Igual de depredadoras

  • Alejandra Fonseca
Me hirvió la sangre, no pude contener mi fiereza.

Quedamos en comer sábado. Llegué a su casa y la alcancé en el local de junto donde comía memelas con su mamá. Me invitó pero yo había desayunado.

Mi amiga tiene 35 años, casada y un hijo a quien ama intensamente. Es muy dulce, amable y disfruta mucho su trabajo. Su marido es buen hombre y trabajador. Se entiende bien.

No sé exactamente cómo inició la plática pero la dueña del local, de 23 años, empezó a decir que creía que su sobrina era esquizofrénica y dio especificaciones. Me sorprendió su manejo de la información y añadió que ella era depresiva “por lo que le había pasado”. La he tratado poco y de manera superficial, por lo que me sorprendió que se expresara así frente a mí. Desde luego la escuché con atención y respeto, agradecida por la confianza y, por supuesto, no me atreví a preguntar nada a pesar de asaltarme muchas dudas.

Mi amiga intercambiaba con ella escuetas palabras. Se conocen de tiempo y ella le decía que las cosas había que dejarlas pasar y era mejor no pensar en ellas. Pero la dueña del local continuaba añadiendo información: era la única que veía a su madre (que se encontraba en el local), que no era justo porque no alcanzaba para el gasto, que sus ocho hermanas nunca aportaban… en fin. Yo escuchaba tratando de armar las piezas del rompecabezas en mi mente. De repente la mujer soltó que la habían violado de niña y continuó hablando como si quienes la escuchábamos supiéramos la historia.

Mi amiga decidió que era hora de irnos a comer; nos despedimos y su mamá se subió al coche conmigo mientras ella iba por una chamarra. Le pregunté a la señora que si ella sabía quién la había violado. Respondió que entendió que un familiar.

Mi amiga subió al coche y partimos al restaurante las tres. El camino fue testigo de mi intenso cuestionamiento para salir de dudas: la mamá de la locataria tuvo un segundo “marido” que recién había muerto y el hijo de puta había violado a las siete hijastras mientras la mujer se emborrachaba con él. Cuando las niñas le decían lo que pasaba, ella respondió: “Ni modo, esa vida les tocó vivir”.

Me hirvió la sangre, no pude contener mi fiereza. No medí mis palabras ni expresiones en ningún tono; vociferé ante mi amiga y su madre, y me fui como hilo de media contra el padrastro y la madre de la muchacha y todas las madres que permiten el abuso sexual de sus hijas e hijos por ellas estar con el macho. Mi amiga, mesurada, trataba de decirme que era mejor dejar las cosas pasar, pero yo estaba obsesionada con que eso no debía dejarse pasar, mientras a su mamá se le atragantaba el pescado con cada una de mis expresiones.

▶ OBJETIVO DE LA TAREA
¿Qué edad tiene la amiga que se menciona en el texto? Los datos no hacen falta para resolver la tarea.

▶ DATOS RECOPILADOS
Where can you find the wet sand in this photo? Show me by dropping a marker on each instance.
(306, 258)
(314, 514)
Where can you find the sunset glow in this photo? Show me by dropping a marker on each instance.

▶ SOLUCIÓN
Tiene 35 años.